■ CHALLENGE
Identify every line in the entries below that contains the string "person", and copy each of those lines. Case matters.

··· TASK INPUTS ···

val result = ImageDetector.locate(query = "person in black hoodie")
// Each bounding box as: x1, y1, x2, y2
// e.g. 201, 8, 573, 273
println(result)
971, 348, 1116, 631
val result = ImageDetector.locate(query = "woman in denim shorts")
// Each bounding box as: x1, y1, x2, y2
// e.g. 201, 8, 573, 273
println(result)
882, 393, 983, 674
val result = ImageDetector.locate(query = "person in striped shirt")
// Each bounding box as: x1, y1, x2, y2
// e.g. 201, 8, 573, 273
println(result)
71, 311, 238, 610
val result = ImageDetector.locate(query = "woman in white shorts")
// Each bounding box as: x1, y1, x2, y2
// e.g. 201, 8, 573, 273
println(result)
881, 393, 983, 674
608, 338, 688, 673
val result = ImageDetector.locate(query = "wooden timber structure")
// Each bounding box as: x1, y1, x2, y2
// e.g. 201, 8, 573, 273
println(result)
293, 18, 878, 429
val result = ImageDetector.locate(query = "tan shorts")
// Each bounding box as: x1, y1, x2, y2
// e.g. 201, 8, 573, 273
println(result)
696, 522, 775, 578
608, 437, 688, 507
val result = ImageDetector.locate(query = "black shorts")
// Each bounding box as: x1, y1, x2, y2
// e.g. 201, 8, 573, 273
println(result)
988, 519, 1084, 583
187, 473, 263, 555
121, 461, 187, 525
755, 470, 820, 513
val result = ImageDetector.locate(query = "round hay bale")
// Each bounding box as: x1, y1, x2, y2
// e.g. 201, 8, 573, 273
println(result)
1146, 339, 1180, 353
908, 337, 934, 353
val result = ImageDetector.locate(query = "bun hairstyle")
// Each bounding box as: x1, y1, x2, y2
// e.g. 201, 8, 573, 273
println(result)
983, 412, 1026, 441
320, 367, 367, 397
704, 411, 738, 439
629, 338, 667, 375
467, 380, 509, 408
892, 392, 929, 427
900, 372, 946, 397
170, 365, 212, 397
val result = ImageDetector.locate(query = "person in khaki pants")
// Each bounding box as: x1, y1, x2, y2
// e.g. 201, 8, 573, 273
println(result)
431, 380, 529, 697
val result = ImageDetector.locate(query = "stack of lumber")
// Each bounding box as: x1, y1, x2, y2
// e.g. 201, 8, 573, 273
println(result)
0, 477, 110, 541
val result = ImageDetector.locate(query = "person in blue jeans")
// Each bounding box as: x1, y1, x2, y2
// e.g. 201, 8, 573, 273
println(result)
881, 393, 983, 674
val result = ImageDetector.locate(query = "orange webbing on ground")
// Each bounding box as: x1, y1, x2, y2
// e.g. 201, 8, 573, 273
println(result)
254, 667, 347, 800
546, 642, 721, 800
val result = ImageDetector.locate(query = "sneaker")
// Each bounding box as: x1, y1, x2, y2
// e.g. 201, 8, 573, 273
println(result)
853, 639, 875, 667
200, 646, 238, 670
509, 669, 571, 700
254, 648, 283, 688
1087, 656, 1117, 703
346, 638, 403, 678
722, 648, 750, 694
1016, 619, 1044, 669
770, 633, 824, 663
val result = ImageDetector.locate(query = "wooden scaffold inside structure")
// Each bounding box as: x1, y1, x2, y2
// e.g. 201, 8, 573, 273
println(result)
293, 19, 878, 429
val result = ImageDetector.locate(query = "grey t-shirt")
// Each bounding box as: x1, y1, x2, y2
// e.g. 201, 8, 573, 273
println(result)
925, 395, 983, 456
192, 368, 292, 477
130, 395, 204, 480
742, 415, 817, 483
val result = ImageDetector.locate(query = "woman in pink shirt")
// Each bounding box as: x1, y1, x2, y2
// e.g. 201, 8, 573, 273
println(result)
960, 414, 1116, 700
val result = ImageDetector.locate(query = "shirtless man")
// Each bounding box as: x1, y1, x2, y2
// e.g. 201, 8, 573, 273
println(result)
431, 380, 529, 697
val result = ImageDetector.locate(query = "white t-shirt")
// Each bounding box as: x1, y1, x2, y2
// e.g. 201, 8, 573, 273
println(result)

···

■ RESULT FOR THIS EXERCISE
val result = ImageDetector.locate(query = "person in black hoodie")
val result = ImageDetector.locate(query = "person in striped shirt")
val result = ImageDetector.locate(query = "person in khaki pants")
val result = ImageDetector.locate(query = "person in blue jeans")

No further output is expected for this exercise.